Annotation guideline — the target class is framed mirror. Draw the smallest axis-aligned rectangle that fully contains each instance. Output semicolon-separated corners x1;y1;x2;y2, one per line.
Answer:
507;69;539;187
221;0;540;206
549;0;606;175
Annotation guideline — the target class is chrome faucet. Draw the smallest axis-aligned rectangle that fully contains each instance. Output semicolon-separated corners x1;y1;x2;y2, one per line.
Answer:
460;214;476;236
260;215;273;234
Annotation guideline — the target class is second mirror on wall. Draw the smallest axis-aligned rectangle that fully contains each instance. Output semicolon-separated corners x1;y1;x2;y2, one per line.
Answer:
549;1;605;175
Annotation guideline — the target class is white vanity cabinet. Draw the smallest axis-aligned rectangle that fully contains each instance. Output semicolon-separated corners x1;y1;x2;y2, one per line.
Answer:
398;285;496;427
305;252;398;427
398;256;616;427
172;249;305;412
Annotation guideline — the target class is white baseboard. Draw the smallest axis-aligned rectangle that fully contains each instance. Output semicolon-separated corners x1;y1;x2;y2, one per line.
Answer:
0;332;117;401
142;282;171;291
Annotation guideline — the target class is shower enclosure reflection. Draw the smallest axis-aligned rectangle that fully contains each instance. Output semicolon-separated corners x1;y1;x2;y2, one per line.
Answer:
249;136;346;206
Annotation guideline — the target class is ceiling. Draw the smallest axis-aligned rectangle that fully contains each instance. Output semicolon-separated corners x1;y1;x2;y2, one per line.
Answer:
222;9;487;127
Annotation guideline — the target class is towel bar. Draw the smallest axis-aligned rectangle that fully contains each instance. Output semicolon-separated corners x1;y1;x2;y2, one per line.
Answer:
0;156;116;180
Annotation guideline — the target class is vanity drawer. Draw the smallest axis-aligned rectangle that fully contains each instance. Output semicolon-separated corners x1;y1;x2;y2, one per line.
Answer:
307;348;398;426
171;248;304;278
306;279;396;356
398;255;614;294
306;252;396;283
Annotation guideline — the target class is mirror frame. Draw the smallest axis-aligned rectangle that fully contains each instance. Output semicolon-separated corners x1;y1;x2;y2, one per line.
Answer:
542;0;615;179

◇ ◇ ◇ ◇ ◇ ◇ ◇

#### What you have to do:
Starting at the line that contains "Annotation guideline — the target class is towel" and continuing through the last of the lines, change "towel bar" to "towel rail". Give back only those lines, with nothing else altered.

#### Result:
Annotation guideline — the target class is towel rail. Draw the smallest axis-aligned rectangle that fully contains each instance. Output semicolon-separated corners x1;y1;x2;y2, one per line.
Answer:
0;156;116;180
Annotation guideline — the target class is vanity drawer. Draw the smallest axis-aligned rectangle that fully contains each instance. Output semicolon-separated corners x1;y1;x2;y2, one per line.
Answer:
307;348;398;426
171;248;304;278
306;279;396;356
398;255;614;294
306;252;396;283
Annotation guideline — the target class is mirror frame. Draw the smallest axis-aligned rectangle that fully contains each instance. Output semicolon-separated corners x1;y1;x2;y2, one per line.
Answer:
542;0;615;179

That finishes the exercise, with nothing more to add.